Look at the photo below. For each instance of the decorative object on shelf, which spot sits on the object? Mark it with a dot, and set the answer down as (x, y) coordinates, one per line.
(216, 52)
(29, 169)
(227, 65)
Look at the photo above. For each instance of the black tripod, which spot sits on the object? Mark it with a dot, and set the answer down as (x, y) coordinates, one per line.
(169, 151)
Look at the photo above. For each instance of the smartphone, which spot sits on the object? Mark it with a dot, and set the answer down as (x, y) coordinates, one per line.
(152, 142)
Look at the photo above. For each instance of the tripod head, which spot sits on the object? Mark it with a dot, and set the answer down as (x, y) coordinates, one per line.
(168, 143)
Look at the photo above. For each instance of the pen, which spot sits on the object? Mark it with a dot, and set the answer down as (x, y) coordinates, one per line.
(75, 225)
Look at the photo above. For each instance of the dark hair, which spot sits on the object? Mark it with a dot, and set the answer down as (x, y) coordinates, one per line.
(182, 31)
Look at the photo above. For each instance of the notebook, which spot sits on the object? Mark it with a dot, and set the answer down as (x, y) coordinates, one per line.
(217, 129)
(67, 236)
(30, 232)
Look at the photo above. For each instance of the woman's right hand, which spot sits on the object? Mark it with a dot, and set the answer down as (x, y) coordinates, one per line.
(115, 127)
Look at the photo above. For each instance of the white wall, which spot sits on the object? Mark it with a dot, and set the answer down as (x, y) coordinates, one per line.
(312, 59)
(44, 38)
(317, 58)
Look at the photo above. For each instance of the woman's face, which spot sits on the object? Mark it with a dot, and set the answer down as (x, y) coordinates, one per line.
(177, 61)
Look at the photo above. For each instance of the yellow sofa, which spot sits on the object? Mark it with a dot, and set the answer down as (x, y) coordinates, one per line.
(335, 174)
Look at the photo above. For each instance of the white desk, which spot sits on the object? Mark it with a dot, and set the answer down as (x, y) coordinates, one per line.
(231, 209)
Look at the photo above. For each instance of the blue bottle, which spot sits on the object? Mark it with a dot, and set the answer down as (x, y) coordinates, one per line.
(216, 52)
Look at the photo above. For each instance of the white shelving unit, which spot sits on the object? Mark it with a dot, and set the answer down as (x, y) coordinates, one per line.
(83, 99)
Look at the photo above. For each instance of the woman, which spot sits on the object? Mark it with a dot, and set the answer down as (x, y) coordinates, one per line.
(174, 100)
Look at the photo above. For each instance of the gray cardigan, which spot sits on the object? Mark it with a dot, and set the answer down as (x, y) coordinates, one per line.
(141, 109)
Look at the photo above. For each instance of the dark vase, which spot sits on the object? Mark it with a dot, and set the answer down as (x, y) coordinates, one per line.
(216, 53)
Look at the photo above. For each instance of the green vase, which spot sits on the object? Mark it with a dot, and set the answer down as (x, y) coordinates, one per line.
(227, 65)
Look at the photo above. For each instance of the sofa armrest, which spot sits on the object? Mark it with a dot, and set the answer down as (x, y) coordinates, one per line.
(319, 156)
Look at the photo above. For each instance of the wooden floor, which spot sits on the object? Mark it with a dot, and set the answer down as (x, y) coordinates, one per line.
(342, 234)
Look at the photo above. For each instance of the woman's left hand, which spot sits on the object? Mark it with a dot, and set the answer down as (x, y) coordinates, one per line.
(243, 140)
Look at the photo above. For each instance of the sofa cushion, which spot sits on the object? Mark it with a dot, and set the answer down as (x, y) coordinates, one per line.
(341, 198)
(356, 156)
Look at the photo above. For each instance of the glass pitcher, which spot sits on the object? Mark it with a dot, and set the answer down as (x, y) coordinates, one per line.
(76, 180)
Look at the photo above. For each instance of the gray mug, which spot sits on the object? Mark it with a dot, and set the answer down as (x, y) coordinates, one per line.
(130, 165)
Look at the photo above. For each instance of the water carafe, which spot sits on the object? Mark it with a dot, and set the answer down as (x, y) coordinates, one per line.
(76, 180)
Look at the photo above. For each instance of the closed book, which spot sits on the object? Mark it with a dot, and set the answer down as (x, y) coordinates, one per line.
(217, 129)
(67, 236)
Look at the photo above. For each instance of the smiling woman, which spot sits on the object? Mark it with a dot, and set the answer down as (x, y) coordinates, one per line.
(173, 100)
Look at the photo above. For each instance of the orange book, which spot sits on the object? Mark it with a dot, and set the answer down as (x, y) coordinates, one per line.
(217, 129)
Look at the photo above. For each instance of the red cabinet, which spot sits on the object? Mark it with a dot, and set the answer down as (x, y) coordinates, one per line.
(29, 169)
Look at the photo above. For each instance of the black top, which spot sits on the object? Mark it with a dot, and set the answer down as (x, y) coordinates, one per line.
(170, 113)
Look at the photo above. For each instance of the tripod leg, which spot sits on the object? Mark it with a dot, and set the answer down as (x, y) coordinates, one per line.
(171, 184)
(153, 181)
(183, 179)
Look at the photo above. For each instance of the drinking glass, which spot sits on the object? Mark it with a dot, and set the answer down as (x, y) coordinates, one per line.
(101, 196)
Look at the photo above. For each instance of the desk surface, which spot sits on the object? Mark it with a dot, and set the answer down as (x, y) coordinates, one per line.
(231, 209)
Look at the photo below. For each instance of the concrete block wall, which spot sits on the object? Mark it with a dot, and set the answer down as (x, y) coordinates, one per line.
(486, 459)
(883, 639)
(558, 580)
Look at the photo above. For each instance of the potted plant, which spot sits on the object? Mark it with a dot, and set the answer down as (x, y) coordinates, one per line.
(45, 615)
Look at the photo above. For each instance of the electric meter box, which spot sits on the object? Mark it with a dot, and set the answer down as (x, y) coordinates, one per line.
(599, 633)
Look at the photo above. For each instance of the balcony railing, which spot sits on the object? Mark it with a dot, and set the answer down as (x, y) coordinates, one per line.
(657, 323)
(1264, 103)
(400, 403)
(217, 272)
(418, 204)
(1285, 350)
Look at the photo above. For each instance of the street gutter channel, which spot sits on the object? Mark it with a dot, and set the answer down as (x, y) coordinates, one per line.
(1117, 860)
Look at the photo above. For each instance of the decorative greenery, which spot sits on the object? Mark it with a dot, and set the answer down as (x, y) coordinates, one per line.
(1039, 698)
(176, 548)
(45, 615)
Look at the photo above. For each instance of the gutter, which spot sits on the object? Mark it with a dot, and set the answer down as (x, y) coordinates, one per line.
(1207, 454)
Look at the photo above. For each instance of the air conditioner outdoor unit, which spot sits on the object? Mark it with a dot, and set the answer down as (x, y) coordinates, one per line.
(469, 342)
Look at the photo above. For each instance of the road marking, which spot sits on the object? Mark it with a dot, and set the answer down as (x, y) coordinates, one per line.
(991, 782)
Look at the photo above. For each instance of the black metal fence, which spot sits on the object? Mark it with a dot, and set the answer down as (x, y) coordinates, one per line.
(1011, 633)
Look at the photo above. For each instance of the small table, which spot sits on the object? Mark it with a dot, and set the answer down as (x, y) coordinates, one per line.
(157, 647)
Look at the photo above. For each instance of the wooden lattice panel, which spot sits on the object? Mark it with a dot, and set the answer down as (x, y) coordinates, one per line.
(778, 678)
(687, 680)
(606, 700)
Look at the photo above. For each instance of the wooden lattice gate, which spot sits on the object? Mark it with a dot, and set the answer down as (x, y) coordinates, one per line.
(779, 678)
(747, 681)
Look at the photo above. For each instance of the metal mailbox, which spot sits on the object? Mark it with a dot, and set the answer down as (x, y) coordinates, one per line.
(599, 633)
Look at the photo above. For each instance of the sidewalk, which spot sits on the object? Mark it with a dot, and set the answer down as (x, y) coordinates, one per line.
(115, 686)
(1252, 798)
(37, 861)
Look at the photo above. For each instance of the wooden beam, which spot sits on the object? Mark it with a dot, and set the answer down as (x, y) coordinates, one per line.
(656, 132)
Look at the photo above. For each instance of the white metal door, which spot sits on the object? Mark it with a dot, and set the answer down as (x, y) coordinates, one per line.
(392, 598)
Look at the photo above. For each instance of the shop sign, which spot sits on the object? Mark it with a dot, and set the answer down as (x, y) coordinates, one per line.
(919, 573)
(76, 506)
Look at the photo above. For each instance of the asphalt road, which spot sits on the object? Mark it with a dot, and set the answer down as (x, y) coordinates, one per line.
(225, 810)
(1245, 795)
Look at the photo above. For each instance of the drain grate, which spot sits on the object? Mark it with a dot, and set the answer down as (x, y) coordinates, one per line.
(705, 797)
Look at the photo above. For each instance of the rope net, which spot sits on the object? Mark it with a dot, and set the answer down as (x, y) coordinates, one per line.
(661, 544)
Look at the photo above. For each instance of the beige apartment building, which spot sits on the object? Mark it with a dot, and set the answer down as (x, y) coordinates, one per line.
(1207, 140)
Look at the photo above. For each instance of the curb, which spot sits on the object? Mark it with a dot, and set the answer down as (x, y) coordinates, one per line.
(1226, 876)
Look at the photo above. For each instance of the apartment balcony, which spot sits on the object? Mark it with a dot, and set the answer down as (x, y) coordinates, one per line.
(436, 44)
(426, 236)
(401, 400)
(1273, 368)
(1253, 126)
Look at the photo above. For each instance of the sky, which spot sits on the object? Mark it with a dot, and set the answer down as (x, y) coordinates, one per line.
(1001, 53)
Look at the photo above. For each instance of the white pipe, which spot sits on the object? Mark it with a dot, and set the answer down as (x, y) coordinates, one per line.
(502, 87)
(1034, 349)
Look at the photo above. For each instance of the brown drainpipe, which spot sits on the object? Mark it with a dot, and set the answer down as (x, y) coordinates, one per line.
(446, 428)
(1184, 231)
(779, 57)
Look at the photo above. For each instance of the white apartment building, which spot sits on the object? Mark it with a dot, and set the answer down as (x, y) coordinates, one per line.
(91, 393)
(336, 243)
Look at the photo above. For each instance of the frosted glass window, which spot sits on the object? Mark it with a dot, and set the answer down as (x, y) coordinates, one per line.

^^^^

*What the task asks*:
Scale the records above, starting at the line that has "the curb, which" and ending after the line that has "(1034, 349)". Write out every line in that span again, requests included, and multiply each answer coordinate by 2, rounding to whole numbers with halves going up.

*Task response*:
Look at the photo above. For each instance of the curb, which spot sits on the object? Mark it with a dot, and set the answer down as (x, y) coordinates, one per line.
(2452, 1752)
Look at the photo above. For each instance of the apartment balcony, which spot sits on the object? Mark it with a dot, and set the answer down as (x, y) coordinates, one per line.
(872, 88)
(852, 472)
(802, 800)
(2546, 736)
(2506, 252)
Look at the photo above. For each instance of the sky, which spot sits on the object? Mark it with a dot, and set the answer down as (x, y) coordinates, one per line.
(2002, 106)
Look at the photo above. For each instance of the white pipe, which spot sits on the object? Mark it with a dot, and set the answer down as (x, y) coordinates, one per line.
(1004, 174)
(2068, 698)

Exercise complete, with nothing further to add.